What you should do:
Set down the records again. Every word and mark must match exactly.
-------- Provided records --------
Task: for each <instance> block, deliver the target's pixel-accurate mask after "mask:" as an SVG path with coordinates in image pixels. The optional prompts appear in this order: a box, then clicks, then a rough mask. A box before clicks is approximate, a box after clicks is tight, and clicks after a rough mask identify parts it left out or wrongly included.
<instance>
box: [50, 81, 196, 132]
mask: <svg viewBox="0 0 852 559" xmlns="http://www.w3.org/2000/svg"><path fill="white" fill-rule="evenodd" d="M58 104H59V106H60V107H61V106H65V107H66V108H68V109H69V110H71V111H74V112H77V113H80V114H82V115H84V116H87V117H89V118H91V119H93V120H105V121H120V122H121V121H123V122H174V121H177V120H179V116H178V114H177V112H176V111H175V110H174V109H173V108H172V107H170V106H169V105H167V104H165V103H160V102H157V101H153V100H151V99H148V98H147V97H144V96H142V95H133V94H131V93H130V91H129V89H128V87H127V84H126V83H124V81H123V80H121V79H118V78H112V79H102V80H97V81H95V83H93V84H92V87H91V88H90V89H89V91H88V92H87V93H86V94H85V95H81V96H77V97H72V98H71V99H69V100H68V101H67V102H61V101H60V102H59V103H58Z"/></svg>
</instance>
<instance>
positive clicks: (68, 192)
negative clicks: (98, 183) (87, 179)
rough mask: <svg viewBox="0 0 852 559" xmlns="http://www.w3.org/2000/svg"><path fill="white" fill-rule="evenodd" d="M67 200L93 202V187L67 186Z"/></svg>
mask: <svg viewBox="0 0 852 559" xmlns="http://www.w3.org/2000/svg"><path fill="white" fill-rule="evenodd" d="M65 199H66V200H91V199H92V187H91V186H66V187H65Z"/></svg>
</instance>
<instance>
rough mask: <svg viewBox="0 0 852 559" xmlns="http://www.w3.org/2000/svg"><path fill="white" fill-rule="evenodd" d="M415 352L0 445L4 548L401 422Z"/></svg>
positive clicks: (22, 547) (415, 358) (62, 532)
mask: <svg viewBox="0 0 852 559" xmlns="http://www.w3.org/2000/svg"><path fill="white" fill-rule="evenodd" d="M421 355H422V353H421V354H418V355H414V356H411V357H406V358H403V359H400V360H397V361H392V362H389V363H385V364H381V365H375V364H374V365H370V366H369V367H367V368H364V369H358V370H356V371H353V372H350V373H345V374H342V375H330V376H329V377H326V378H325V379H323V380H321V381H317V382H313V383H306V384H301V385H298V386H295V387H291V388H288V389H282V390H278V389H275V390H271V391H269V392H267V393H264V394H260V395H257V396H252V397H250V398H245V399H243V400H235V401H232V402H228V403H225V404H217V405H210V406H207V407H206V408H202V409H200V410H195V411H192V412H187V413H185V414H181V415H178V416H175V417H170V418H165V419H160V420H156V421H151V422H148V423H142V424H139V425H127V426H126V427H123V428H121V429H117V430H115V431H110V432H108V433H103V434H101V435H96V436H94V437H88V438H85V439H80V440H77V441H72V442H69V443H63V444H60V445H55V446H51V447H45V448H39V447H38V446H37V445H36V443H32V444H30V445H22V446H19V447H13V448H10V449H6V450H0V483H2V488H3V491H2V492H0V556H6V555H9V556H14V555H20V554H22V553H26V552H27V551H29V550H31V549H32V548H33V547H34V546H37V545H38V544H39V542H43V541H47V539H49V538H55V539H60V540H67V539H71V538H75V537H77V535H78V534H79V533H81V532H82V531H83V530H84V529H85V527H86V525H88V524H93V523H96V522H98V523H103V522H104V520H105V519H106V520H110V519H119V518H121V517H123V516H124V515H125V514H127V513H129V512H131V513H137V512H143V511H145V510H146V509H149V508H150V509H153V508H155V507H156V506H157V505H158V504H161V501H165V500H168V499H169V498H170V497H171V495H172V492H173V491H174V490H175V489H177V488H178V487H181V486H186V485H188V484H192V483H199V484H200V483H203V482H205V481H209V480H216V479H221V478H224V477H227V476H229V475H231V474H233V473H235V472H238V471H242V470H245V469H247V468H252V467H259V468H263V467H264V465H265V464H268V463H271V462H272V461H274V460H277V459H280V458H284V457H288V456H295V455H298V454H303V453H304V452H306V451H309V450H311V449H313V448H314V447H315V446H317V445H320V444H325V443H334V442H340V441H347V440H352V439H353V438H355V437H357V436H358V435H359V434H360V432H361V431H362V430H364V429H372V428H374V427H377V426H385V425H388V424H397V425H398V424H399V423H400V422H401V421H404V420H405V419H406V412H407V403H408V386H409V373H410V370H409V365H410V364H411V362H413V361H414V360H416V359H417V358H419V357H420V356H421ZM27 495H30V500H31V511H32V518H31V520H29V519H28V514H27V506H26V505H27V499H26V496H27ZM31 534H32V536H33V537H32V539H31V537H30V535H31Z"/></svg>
--------
Output of the exercise:
Task: for each <instance> block, deliver the target's pixel-accurate mask after "mask:" as an SVG path with coordinates in image pixels. The optional prompts appear in this order: a box, then clicks, then a rough mask. A box before clicks is approximate, a box after clicks is tight, and clicks after a rough mask identify parts it left out or wrongly included.
<instance>
box: [50, 81, 196, 132]
mask: <svg viewBox="0 0 852 559" xmlns="http://www.w3.org/2000/svg"><path fill="white" fill-rule="evenodd" d="M58 104H59V106H60V107H61V106H65V107H66V108H68V109H69V110H71V111H74V112H77V113H80V114H82V115H84V116H87V117H89V118H91V119H93V120H105V121H120V122H121V121H123V122H174V121H177V120H179V116H178V114H177V112H176V111H175V110H174V109H173V108H172V107H170V106H169V105H167V104H165V103H160V102H157V101H153V100H151V99H148V98H147V97H144V96H142V95H133V94H131V93H130V91H129V89H128V87H127V84H126V83H124V81H123V80H121V79H118V78H112V79H102V80H97V81H95V83H93V84H92V87H91V88H90V89H89V91H88V92H87V93H86V94H85V95H81V96H77V97H72V98H71V99H69V100H68V101H67V102H61V101H60V102H59V103H58Z"/></svg>
</instance>
<instance>
positive clicks: (68, 192)
negative clicks: (98, 183) (87, 179)
rough mask: <svg viewBox="0 0 852 559" xmlns="http://www.w3.org/2000/svg"><path fill="white" fill-rule="evenodd" d="M67 200L93 202V187L67 186Z"/></svg>
mask: <svg viewBox="0 0 852 559" xmlns="http://www.w3.org/2000/svg"><path fill="white" fill-rule="evenodd" d="M65 199H66V200H91V199H92V187H91V186H66V187H65Z"/></svg>
</instance>
<instance>
rough mask: <svg viewBox="0 0 852 559" xmlns="http://www.w3.org/2000/svg"><path fill="white" fill-rule="evenodd" d="M415 352L0 445L4 548L401 422Z"/></svg>
positive clicks: (22, 547) (415, 358) (62, 532)
mask: <svg viewBox="0 0 852 559" xmlns="http://www.w3.org/2000/svg"><path fill="white" fill-rule="evenodd" d="M421 355H422V353H421V354H418V355H414V356H411V357H406V358H403V359H400V360H397V361H392V362H389V363H385V364H381V365H375V364H374V365H370V366H369V367H367V368H364V369H358V370H356V371H353V372H350V373H345V374H342V375H330V376H329V377H326V378H325V379H323V380H321V381H317V382H313V383H306V384H301V385H298V386H295V387H291V388H288V389H282V390H278V389H275V390H271V391H269V392H267V393H264V394H260V395H257V396H252V397H250V398H245V399H243V400H235V401H232V402H228V403H225V404H217V405H210V406H207V407H206V408H202V409H200V410H195V411H192V412H187V413H185V414H181V415H178V416H175V417H170V418H165V419H160V420H156V421H151V422H148V423H142V424H139V425H127V426H126V427H123V428H121V429H117V430H115V431H110V432H108V433H103V434H101V435H96V436H94V437H88V438H85V439H80V440H77V441H72V442H69V443H63V444H60V445H55V446H51V447H45V448H39V447H38V446H37V445H36V443H32V444H30V445H22V446H19V447H13V448H10V449H6V450H0V483H2V488H3V491H2V492H0V556H6V555H9V556H14V555H20V554H22V553H26V552H27V551H29V550H31V549H32V548H33V547H34V546H37V545H38V544H39V542H43V541H47V539H49V538H55V539H60V540H67V539H71V538H75V537H77V535H78V534H79V533H81V532H82V531H83V530H84V529H85V527H86V525H88V524H93V523H96V522H98V523H103V522H104V520H105V519H106V520H110V519H119V518H121V517H123V516H124V515H125V514H127V513H129V512H131V513H137V512H143V511H145V510H146V509H149V508H150V509H153V508H155V507H156V506H157V505H158V504H161V501H165V500H168V499H169V498H170V497H171V495H172V492H173V491H174V490H175V489H177V488H178V487H181V486H186V485H188V484H192V483H199V484H200V483H203V482H205V481H209V480H216V479H221V478H224V477H227V476H229V475H231V474H233V473H235V472H238V471H242V470H245V469H247V468H252V467H259V468H263V467H264V465H265V464H268V463H271V462H272V461H274V460H277V459H280V458H284V457H288V456H295V455H298V454H303V453H304V452H306V451H309V450H311V449H313V448H314V447H315V446H317V445H320V444H325V443H334V442H340V441H347V440H352V439H353V438H355V437H357V436H358V435H359V434H360V432H361V431H362V430H364V429H372V428H374V427H377V426H385V425H388V424H397V425H398V424H399V423H400V422H401V421H404V420H405V419H406V412H407V403H408V386H409V373H410V370H409V365H410V364H411V362H413V361H414V360H416V359H417V358H419V357H420V356H421ZM27 495H30V500H31V511H32V518H31V520H29V519H28V514H27V506H26V505H27V499H26V496H27ZM31 534H32V536H33V537H32V539H31V537H30V535H31Z"/></svg>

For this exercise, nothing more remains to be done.